> DATA SHOWN
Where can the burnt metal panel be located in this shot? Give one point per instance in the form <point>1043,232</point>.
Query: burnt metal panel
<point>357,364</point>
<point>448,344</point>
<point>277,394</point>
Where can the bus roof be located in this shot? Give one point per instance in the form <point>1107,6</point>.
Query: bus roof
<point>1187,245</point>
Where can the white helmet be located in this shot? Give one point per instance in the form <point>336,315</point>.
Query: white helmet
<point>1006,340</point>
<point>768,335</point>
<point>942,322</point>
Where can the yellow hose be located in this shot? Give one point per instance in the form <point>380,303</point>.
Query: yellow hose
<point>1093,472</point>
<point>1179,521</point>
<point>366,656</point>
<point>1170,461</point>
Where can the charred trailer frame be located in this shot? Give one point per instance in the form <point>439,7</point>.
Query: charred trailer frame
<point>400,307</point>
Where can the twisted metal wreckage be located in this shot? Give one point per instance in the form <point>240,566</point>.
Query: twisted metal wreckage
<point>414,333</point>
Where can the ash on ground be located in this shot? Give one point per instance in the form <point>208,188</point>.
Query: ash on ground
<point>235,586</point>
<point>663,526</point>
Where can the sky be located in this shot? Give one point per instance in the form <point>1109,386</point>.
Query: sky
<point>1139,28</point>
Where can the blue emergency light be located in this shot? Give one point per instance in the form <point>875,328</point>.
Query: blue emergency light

> TASK STATEMENT
Every line in the material above that has the word "emergency" should be copied.

> ANSWER AREA
Where can the blue emergency light be located in this shot? Give one point per instance in the form <point>875,328</point>.
Query: blue emergency light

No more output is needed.